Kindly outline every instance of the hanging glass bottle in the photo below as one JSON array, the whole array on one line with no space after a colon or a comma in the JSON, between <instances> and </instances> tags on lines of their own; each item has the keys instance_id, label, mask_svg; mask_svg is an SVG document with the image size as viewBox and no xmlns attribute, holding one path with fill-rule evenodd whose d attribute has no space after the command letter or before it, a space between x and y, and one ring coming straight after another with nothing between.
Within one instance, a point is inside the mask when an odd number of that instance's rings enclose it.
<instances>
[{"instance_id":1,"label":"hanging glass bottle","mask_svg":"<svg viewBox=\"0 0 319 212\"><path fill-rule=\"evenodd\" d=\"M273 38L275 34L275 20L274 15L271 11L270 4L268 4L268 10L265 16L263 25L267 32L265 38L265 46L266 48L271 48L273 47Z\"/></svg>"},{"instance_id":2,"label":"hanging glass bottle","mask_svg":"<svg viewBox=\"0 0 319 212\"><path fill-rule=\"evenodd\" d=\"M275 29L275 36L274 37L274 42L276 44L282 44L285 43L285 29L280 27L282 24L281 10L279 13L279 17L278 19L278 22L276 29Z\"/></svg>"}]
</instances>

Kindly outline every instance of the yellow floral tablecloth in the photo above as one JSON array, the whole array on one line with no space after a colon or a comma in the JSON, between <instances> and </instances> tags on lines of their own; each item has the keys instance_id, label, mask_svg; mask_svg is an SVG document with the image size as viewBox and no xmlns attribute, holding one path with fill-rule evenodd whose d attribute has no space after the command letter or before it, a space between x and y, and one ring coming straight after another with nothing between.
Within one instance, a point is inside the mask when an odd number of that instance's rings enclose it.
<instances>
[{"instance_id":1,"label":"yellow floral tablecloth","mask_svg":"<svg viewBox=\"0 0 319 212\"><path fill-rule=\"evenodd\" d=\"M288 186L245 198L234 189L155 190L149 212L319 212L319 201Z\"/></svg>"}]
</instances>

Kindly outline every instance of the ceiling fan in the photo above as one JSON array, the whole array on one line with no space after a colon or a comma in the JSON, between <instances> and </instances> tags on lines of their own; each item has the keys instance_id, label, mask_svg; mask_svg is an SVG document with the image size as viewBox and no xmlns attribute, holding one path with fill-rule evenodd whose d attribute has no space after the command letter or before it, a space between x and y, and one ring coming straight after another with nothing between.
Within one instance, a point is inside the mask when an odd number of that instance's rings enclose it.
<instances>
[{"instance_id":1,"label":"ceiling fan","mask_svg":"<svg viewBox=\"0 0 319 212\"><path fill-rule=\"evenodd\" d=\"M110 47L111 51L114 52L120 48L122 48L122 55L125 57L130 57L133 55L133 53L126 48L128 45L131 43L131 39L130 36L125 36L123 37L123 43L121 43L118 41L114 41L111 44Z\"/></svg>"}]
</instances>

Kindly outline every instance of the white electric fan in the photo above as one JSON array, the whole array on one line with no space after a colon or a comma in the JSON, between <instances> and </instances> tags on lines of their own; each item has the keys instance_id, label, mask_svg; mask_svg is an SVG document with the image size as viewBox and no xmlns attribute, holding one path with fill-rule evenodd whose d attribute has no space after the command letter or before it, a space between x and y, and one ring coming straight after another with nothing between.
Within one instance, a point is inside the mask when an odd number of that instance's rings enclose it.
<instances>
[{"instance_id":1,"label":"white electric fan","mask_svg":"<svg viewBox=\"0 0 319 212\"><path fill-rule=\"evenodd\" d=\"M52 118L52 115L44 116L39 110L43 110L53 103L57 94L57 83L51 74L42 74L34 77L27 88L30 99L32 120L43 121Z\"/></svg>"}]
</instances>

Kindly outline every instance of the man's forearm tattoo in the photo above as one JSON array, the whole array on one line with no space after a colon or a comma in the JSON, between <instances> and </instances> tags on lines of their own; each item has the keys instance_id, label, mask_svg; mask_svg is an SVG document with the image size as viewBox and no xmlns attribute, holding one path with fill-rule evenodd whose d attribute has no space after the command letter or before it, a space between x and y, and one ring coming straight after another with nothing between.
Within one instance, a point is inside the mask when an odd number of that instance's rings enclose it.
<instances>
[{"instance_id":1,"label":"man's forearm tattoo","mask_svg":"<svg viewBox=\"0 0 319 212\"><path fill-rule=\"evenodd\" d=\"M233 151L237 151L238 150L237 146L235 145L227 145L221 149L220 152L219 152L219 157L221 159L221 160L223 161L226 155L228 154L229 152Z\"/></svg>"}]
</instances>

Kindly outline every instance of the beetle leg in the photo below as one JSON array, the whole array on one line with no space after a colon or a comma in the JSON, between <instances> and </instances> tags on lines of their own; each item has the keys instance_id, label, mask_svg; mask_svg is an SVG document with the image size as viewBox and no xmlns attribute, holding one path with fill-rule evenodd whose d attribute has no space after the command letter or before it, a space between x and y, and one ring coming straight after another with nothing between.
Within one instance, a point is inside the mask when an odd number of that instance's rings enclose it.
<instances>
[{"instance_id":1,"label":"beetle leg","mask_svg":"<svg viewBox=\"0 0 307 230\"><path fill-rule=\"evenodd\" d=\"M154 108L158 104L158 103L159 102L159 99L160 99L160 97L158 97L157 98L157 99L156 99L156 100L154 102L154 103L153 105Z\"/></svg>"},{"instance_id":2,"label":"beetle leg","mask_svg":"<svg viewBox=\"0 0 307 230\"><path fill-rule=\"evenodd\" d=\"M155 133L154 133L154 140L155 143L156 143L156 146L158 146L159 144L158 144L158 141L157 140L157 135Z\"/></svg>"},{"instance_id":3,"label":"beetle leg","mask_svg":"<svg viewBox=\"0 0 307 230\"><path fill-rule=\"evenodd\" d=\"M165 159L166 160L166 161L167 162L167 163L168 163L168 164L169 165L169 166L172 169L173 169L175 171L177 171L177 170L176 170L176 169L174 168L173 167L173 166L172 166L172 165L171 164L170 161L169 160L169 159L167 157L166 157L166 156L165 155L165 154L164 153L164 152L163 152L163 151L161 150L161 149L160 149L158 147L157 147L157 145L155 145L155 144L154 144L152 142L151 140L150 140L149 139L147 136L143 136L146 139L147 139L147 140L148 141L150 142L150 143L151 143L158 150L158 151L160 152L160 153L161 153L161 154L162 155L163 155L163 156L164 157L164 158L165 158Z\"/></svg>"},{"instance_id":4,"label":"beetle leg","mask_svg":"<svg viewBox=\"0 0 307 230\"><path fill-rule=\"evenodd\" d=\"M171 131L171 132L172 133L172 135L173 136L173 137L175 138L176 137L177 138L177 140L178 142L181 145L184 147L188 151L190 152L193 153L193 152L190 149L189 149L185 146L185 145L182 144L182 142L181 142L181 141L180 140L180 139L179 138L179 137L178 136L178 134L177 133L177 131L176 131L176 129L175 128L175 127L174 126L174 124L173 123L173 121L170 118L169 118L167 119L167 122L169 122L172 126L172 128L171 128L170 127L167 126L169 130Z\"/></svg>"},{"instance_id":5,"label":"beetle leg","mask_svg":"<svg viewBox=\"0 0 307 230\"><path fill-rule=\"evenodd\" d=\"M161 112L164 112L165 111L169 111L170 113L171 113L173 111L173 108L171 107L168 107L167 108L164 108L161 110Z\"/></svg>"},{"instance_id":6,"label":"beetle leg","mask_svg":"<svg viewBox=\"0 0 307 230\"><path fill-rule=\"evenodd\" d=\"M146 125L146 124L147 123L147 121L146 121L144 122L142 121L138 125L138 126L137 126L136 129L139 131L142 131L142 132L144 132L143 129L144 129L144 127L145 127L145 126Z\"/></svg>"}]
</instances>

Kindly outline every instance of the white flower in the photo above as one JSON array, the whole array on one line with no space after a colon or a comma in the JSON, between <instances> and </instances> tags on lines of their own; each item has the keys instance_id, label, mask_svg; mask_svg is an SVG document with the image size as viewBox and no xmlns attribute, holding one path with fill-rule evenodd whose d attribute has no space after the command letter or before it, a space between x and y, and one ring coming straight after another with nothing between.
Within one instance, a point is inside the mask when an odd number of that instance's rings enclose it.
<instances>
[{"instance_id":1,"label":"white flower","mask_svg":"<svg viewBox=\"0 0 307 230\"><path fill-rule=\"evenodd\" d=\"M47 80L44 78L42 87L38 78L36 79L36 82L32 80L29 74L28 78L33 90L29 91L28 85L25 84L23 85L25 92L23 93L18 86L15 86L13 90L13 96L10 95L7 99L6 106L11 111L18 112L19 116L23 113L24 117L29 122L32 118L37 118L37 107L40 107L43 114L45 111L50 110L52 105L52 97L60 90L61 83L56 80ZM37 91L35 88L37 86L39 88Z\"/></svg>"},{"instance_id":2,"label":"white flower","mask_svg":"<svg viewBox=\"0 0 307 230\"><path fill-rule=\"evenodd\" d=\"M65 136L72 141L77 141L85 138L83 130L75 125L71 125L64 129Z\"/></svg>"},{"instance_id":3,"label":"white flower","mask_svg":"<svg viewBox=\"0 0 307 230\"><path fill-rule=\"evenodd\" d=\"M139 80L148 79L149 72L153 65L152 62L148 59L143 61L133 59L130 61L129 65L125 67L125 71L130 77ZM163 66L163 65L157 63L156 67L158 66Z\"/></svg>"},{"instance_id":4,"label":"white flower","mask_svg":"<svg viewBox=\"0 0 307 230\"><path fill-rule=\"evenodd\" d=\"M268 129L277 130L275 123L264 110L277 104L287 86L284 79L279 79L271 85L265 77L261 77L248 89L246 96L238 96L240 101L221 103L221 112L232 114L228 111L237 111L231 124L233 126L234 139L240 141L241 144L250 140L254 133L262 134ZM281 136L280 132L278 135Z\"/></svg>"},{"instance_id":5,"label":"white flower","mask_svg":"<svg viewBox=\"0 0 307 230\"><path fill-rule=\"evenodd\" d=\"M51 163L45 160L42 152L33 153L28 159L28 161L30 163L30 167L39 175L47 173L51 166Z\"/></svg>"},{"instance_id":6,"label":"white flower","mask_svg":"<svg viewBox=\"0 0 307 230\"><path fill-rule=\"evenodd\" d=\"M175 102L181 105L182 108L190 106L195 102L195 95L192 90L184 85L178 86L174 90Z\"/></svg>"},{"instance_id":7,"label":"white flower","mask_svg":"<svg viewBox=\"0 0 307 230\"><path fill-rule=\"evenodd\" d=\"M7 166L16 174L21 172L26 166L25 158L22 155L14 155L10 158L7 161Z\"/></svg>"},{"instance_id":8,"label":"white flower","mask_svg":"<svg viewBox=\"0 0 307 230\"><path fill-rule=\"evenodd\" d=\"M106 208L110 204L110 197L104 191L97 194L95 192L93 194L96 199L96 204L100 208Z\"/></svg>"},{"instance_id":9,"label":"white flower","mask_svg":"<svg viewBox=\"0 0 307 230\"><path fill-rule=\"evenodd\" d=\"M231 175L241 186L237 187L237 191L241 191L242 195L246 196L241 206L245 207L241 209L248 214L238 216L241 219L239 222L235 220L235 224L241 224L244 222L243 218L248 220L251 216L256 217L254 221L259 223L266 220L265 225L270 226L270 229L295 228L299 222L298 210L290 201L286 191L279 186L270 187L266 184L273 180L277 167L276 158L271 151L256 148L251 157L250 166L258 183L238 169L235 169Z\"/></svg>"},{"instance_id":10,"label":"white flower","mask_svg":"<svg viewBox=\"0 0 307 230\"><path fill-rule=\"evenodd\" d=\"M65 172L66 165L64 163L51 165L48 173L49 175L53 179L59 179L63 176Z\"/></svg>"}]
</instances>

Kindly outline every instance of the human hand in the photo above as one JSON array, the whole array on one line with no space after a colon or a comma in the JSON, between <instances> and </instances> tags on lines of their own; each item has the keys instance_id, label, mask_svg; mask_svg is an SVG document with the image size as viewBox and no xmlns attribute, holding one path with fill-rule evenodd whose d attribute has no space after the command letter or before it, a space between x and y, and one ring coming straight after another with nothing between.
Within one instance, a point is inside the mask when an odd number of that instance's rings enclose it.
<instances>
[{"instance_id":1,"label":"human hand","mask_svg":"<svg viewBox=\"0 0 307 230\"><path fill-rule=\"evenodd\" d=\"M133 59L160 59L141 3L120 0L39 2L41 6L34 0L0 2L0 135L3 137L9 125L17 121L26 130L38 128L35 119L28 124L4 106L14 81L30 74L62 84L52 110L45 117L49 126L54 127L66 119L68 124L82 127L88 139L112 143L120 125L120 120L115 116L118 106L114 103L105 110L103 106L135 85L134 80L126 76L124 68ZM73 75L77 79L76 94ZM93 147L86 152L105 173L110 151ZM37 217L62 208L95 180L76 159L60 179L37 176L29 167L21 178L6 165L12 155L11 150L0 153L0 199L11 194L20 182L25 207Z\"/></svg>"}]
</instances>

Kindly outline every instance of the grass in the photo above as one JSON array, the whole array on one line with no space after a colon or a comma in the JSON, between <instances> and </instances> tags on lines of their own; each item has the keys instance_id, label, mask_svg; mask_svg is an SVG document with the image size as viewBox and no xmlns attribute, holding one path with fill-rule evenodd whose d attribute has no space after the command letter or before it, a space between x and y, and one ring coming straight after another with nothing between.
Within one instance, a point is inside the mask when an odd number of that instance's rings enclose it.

**What you should do**
Can you update the records from their start up to and including the line with "38L275 34L275 20L274", putting "Please" in place of "Kindly" and keeping everything else the same? Give back only those lines.

**Full response**
Please outline every instance of the hanging glass bottle in the photo below as one JSON array, the whole array on one line with no space after a colon or a comma in the JSON, between <instances> and </instances> tags on lines of their own; each item has the keys instance_id, label, mask_svg; mask_svg is an SVG document with the image size as viewBox and no xmlns attribute, holding one path with fill-rule evenodd whose d attribute has no space after the command letter or before it, a space between x and y, and one ring coming straight after another with nothing between.
Within one instance, a point is inside the mask when an odd number of that instance's rings enclose it.
<instances>
[{"instance_id":1,"label":"hanging glass bottle","mask_svg":"<svg viewBox=\"0 0 319 212\"><path fill-rule=\"evenodd\" d=\"M273 38L275 34L275 20L274 15L271 11L270 4L268 4L268 10L265 16L263 25L267 32L265 38L265 46L266 48L271 48L273 47Z\"/></svg>"},{"instance_id":2,"label":"hanging glass bottle","mask_svg":"<svg viewBox=\"0 0 319 212\"><path fill-rule=\"evenodd\" d=\"M275 29L275 36L274 37L274 42L276 44L282 44L285 43L285 29L280 27L282 24L281 10L279 13L279 17L278 19L278 22L276 29Z\"/></svg>"}]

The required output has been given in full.